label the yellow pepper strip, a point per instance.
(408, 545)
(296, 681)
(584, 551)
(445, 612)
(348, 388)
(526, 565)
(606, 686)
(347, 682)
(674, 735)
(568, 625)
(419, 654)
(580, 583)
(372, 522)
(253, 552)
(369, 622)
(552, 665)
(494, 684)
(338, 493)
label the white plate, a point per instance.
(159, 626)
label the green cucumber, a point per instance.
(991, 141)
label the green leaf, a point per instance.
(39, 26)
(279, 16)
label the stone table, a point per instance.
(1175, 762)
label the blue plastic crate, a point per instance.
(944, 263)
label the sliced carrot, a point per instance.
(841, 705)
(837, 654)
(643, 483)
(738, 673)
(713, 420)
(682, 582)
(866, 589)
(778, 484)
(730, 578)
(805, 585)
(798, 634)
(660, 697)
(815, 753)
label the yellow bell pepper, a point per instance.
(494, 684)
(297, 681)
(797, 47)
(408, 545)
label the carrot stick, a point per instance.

######

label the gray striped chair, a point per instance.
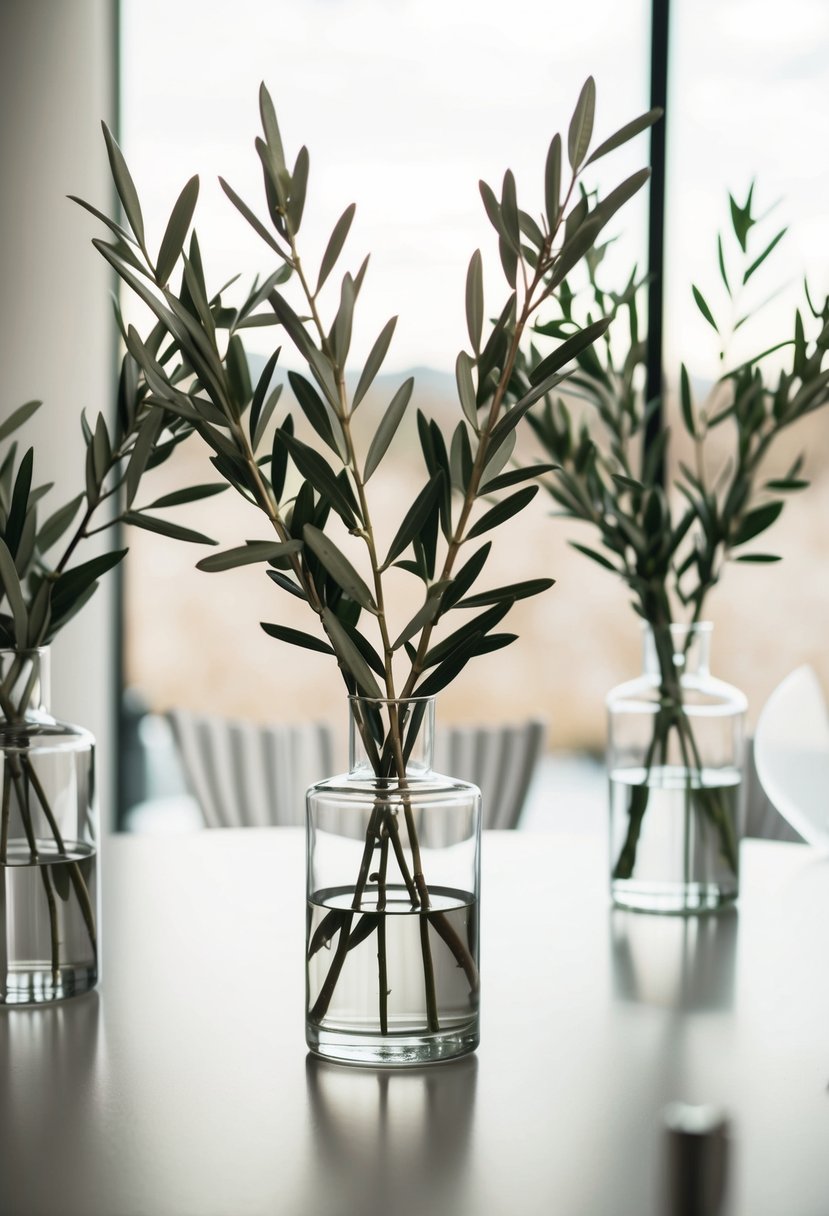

######

WHAT THE TASK REQUIRES →
Rewrite the stretch of the listing that opens with the line containing "label the white plate, a point per instance." and closes with the line containing "label the carrot stick, a point per instance.", changing "sliced carrot" to "carrot slice" and leaving everything else untouched.

FULL ANSWER →
label the white plate, a point per instance.
(159, 626)
label the green cucumber, a point per instance.
(991, 141)
label the green leaf, a point per instance.
(39, 26)
(279, 16)
label the stone table, a point per instance.
(1175, 762)
label the blue plastic crate, a point per instance.
(944, 263)
label the carrot slice, a point per instance.
(841, 705)
(837, 654)
(643, 483)
(738, 673)
(713, 420)
(682, 582)
(866, 589)
(778, 484)
(730, 578)
(805, 585)
(798, 634)
(660, 697)
(815, 753)
label the yellow bell pepper, a point per instance.
(494, 684)
(297, 681)
(797, 47)
(408, 545)
label the carrot stick, a point per instance.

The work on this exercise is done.